(Beginning of Given data)
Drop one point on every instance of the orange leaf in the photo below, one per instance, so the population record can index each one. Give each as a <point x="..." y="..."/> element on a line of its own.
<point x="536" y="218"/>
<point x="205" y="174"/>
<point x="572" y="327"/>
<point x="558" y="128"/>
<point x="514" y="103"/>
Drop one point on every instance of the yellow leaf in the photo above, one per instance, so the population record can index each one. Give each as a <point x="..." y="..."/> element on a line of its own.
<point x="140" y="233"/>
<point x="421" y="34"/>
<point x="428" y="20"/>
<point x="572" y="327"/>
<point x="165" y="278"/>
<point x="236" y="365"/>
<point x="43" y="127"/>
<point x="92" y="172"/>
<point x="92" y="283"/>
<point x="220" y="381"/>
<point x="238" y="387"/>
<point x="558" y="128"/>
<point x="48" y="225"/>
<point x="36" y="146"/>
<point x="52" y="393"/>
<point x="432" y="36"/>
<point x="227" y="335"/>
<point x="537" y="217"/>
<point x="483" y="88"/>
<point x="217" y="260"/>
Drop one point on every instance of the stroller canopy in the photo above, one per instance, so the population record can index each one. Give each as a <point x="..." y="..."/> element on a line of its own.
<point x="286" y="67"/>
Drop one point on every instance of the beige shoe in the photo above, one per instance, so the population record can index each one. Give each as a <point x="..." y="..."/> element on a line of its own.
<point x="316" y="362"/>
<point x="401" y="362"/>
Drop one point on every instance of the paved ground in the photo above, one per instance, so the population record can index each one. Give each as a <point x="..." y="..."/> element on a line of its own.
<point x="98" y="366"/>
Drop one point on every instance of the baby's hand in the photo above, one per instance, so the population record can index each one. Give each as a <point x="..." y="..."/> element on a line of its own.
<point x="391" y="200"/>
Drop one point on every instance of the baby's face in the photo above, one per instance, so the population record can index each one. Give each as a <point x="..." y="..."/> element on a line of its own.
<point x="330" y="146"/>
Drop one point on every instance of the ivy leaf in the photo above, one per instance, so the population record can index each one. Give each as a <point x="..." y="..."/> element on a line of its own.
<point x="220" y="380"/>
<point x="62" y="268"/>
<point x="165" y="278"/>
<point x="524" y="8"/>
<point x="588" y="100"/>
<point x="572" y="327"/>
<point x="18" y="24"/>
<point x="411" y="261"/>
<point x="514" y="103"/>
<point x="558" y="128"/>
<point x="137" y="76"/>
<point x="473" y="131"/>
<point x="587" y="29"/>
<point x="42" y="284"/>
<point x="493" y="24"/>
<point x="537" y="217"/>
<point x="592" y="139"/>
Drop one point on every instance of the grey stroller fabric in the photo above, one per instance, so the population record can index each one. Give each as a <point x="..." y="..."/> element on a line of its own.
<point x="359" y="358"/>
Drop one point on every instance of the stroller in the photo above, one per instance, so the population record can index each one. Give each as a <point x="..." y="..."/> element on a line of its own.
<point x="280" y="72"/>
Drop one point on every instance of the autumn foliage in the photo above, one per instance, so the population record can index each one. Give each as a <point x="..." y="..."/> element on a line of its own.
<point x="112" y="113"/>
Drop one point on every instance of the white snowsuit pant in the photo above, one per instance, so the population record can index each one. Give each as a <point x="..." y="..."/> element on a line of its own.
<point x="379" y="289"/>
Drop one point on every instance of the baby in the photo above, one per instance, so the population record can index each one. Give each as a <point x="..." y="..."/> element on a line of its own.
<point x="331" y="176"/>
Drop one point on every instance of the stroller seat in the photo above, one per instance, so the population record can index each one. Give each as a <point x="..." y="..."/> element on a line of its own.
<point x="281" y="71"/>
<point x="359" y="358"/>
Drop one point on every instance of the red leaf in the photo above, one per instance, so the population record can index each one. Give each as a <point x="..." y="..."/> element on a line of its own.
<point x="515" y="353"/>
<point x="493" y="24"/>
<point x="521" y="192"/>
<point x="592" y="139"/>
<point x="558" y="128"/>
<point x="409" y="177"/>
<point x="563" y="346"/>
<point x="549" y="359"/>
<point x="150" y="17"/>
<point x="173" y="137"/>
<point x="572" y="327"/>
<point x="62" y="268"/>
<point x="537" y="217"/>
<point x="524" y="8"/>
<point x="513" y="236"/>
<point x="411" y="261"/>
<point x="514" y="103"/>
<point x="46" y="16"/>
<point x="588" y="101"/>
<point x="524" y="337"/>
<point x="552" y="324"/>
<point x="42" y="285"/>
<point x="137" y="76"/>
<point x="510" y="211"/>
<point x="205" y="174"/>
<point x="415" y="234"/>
(End of Given data)
= Task instructions =
Print each line above exactly as it stands.

= Task answer =
Drop one point on every instance of the orange leaf in the photo below, one per instance, so the population record can index each one. Give each as a <point x="..." y="..."/> element on a line of its own.
<point x="536" y="218"/>
<point x="205" y="174"/>
<point x="572" y="327"/>
<point x="558" y="128"/>
<point x="514" y="103"/>
Drop one point on every instance of the yellow leaf in the photo above, one per instance, so the population record can index each one. Give each as a <point x="..." y="..."/> element on a line of its own.
<point x="140" y="233"/>
<point x="421" y="34"/>
<point x="428" y="20"/>
<point x="572" y="327"/>
<point x="165" y="278"/>
<point x="236" y="365"/>
<point x="43" y="127"/>
<point x="92" y="172"/>
<point x="92" y="283"/>
<point x="220" y="381"/>
<point x="238" y="387"/>
<point x="558" y="128"/>
<point x="48" y="225"/>
<point x="36" y="146"/>
<point x="52" y="393"/>
<point x="432" y="36"/>
<point x="227" y="335"/>
<point x="537" y="217"/>
<point x="483" y="88"/>
<point x="217" y="260"/>
Drop one point on every instance of the stroller canopy in the photo above, one per instance, so the population record can index each one. Give each as a <point x="..." y="..."/> element on a line of its own.
<point x="286" y="67"/>
Drop one point on every instance of the beige shoe in the photo above, one per instance, so the population record can index each one. Give each as a <point x="..." y="..."/> element on a line of its own.
<point x="316" y="362"/>
<point x="401" y="362"/>
Drop one point on every instance of the paved ground in the photo above, one per instance, so the population record can index each one. Give each as a <point x="..." y="..."/> element on a line of its own.
<point x="98" y="366"/>
Drop one point on every instance of the baby's hand in the photo above, one per instance, so the population record can index each one. Give each as a <point x="..." y="..."/> element on a line of its own.
<point x="391" y="200"/>
Drop one point on every instance of the baby's face in the photo above, one per instance, so the population record can index each one. Give each as a <point x="..." y="..."/> element on a line of its own.
<point x="330" y="146"/>
Drop one point on every instance of the ivy leaf in the photo above, one per instance, so the population record can index each one. Give each as a <point x="..." y="..."/> element on a line of its own.
<point x="220" y="380"/>
<point x="62" y="268"/>
<point x="165" y="278"/>
<point x="524" y="8"/>
<point x="588" y="100"/>
<point x="572" y="327"/>
<point x="18" y="24"/>
<point x="411" y="261"/>
<point x="514" y="103"/>
<point x="558" y="128"/>
<point x="137" y="76"/>
<point x="473" y="131"/>
<point x="587" y="29"/>
<point x="42" y="284"/>
<point x="493" y="24"/>
<point x="537" y="217"/>
<point x="592" y="139"/>
Drop one point on every instance of the grey stroller fabric in the photo above, one per instance, so the population record can index each one. Give each as a <point x="..." y="..."/> element on a line of its own.
<point x="359" y="358"/>
Drop one point on every instance of the stroller in the photo above, one per instance, so the population record can index each one. Give each as a <point x="..." y="..."/> element on a line of its own.
<point x="280" y="72"/>
Drop one point on every instance of the autumn foliage in the photo above, one per instance, so the population record can index each one. Give each as a <point x="..." y="..."/> element on a line of its own.
<point x="112" y="113"/>
Drop one point on every instance of the white snowsuit pant in the photo above, one per instance, so the population record can index each one. Give each as a <point x="..." y="..."/> element on a line of its own.
<point x="379" y="289"/>
Drop one point on every instance of the baby in the photo above, one per instance, so the population record can index each one. Give each as a <point x="..." y="..."/> element on a line of its own.
<point x="331" y="176"/>
Drop one point on every instance of the stroller seat in the photo above, one per instance, so the population record can index each one. Give each as a <point x="..." y="..."/> element on a line of its own.
<point x="281" y="71"/>
<point x="359" y="358"/>
Drop one point on every instance of the red leaf in the photo above, one per instance, so the population record can index each one. Give each as a <point x="..." y="..."/> element on a line of its own.
<point x="515" y="353"/>
<point x="493" y="24"/>
<point x="521" y="192"/>
<point x="592" y="139"/>
<point x="558" y="128"/>
<point x="409" y="177"/>
<point x="563" y="346"/>
<point x="549" y="359"/>
<point x="150" y="17"/>
<point x="173" y="137"/>
<point x="572" y="327"/>
<point x="62" y="268"/>
<point x="537" y="217"/>
<point x="524" y="8"/>
<point x="513" y="236"/>
<point x="411" y="261"/>
<point x="514" y="103"/>
<point x="46" y="16"/>
<point x="588" y="101"/>
<point x="524" y="337"/>
<point x="552" y="324"/>
<point x="42" y="285"/>
<point x="137" y="76"/>
<point x="510" y="211"/>
<point x="205" y="174"/>
<point x="415" y="234"/>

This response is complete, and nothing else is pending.